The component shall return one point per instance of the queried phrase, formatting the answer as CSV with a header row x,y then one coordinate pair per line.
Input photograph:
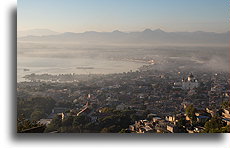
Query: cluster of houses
x,y
170,124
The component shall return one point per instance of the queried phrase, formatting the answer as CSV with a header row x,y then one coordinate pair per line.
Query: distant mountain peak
x,y
117,31
159,30
147,30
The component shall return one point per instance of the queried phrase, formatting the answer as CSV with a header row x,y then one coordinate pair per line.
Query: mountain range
x,y
147,36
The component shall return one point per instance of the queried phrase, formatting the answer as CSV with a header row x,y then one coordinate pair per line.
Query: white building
x,y
190,83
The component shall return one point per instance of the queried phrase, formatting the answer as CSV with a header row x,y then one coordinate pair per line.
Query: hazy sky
x,y
124,15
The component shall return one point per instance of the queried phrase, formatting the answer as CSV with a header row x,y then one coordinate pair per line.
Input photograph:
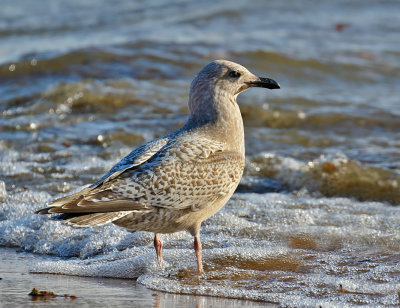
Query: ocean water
x,y
315,220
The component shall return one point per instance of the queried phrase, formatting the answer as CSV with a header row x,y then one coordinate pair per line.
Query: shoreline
x,y
17,282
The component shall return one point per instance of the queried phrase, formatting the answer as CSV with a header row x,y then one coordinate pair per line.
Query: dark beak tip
x,y
266,83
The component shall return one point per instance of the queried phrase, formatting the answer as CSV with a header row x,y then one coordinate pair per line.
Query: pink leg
x,y
197,249
158,247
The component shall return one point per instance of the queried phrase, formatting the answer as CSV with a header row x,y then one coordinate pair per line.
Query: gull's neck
x,y
218,114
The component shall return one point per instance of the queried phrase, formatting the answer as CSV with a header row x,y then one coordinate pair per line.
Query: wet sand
x,y
17,282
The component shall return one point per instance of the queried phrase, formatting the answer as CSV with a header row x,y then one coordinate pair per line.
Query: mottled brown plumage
x,y
175,182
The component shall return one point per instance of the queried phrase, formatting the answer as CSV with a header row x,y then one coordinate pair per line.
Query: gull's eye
x,y
234,74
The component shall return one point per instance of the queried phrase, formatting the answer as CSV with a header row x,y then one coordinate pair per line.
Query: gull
x,y
175,182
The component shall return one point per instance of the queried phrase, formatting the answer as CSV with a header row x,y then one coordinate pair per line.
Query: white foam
x,y
280,248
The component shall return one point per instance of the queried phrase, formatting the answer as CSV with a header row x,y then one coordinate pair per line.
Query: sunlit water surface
x,y
315,220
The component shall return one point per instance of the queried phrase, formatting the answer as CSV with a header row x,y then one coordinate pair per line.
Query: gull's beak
x,y
264,83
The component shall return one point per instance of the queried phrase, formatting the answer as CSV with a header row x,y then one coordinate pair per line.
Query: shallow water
x,y
315,219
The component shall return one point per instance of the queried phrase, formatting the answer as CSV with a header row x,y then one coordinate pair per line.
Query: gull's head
x,y
228,79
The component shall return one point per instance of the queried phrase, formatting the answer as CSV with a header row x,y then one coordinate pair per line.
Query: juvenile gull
x,y
175,182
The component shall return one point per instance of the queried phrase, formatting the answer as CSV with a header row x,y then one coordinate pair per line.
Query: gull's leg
x,y
158,247
197,249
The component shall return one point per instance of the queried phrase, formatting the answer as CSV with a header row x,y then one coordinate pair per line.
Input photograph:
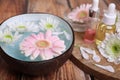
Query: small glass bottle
x,y
107,25
94,10
90,33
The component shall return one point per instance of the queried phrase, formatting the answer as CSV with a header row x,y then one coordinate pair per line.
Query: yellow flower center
x,y
82,14
42,44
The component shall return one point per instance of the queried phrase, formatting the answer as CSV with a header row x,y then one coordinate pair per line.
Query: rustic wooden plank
x,y
10,8
88,65
6,73
117,2
56,7
75,3
67,72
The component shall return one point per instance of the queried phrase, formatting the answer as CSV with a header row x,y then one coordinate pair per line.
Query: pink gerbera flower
x,y
80,14
45,45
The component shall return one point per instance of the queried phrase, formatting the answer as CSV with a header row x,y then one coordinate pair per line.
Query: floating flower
x,y
8,37
110,48
23,26
64,33
80,14
50,23
46,46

+++++

Every line of the material is to be quoted exactly, with no pictures carried over.

The component shall return one point per instance of the queried phrase, formatting the answer as CSV with a header row x,y then one coordinate pair per line.
Input photograph:
Query: cluster of houses
x,y
170,124
The component shall return one point per instance of the queried phrase, formatting the answer as CSV with a header row x,y then one coordinate pair per line.
Query: distant mountain peak
x,y
117,31
159,30
147,30
The component shall return one point per instance of the queried phrase, formatting the answer as CSV with a header row x,y then one coordinate pair per line.
Query: mountain range
x,y
147,36
The component shall return one point per instance of the queried phrase, formatting the answer as CSV with a header row x,y then one coordinate pair per line.
Query: white building
x,y
190,83
The component shall return one point per instance of the queried phrase, formatting the answer as CSV with a header row x,y then one coordinate pair per line.
Query: hazy sky
x,y
124,15
The component shall return one point per instance of the queried phrase, formatting the answer as CSV with a header row x,y then one coordinate pair per line.
Input photograph:
Query: ocean water
x,y
315,220
The component shall return one point per instance of the queried phrase, formatting the answer as CSV with a header row x,y then one coordinate pair per line.
Query: shoreline
x,y
17,282
The component shall return one point per instance of the queried phrase, formatting the answer as CSV with a header row x,y then one coordinate pair per line.
Query: dark beak tip
x,y
266,83
The component shall return one point per instance of the queried phrase, formatting the answer as CSV with a header row x,y then one coordinate pair per line.
Query: pink leg
x,y
197,249
158,247
The component shall return one point per instance of the queried phrase, formatting the answer as CSV with a header row x,y then one coordinate pair per line.
Query: gull's neck
x,y
218,114
The component shall return one point per instance of the queried phrase, formatting the answer as CSV with a header row x,y then one coordinate pair per line.
Query: wet sand
x,y
17,282
The component shall return one point per instance of the queried phrase, formatting the answer as CSV with a header row x,y then one coordinate pair per line.
Query: mottled brown plumage
x,y
175,182
The component shall return one point per instance of the queried phrase, formatting the answer as CSV with a header row x,y then one coordinate pair per line.
Query: gull's eye
x,y
234,74
The component shall return one point per instance of the queried phrase, formatting the answer as CSV with a header row x,y then one coordinate pair per line.
Query: gull
x,y
175,182
The component shall return one point per instance of the queried phrase, formatting the answer as CSV with a header row x,y then one coordinate pair per line.
Query: white foam
x,y
280,248
The component shall return one point per instance of the queried phrase, formatting the answer as CSV with a header row x,y then one coordinate pair per line.
Query: sunlit water surface
x,y
315,220
The component shall return one point per instance of the queried phrase, formatting the answer as CSV with a header row x,y then one coordinate pair per line.
Query: gull's beak
x,y
264,83
The component shall return one point per instance of the queried phrase, formatting the answer as CSV with a header row x,y then one coordinate pair per line.
Query: shallow water
x,y
315,219
The component shall return one point per instance of the queried phrase, formatting the answer as CSV with a header row x,y then one coordinate pair per line.
Query: gull's head
x,y
228,79
The component shall return one point per instance of the queried phrase, formatting the answer as CSV with a header row x,y then one coordinate pair per line.
Query: juvenile gull
x,y
175,182
The component shall return one point per instance of the queried phrase, formatting the answer as CSV with a header row x,y then one coordinate pair per line.
Query: gull's leg
x,y
158,247
197,249
The component shall return one point per instance of the queried phrase, formatting the answer as CSV with a header row x,y then one coordinate pair per line.
Input photograph:
Query: small glass bottle
x,y
107,25
94,10
90,33
The component shall return one point per instance of the queried phrase, formatting the answer as CSV with a header row x,y then one coordinate pair per line.
Query: yellow flower center
x,y
82,14
42,44
The component shall return one point per instance of the queried phrase, formatting the answer as CSV with a header row x,y then one coordinate pair per line.
Query: rustic wooden plank
x,y
10,8
88,65
6,73
117,2
56,7
75,3
67,72
The component shall return one point per instance of the queried phrase, formatting the answer as CSV with a header row x,y then one coordinate pair per line.
Query: pink gerbera flower
x,y
80,14
45,45
The component shall return one point per instance of the queried phrase, formatting the answer as CSV with a header row x,y then one coordinate pair per line.
Query: floating flower
x,y
8,37
110,48
23,26
64,33
80,14
50,23
46,46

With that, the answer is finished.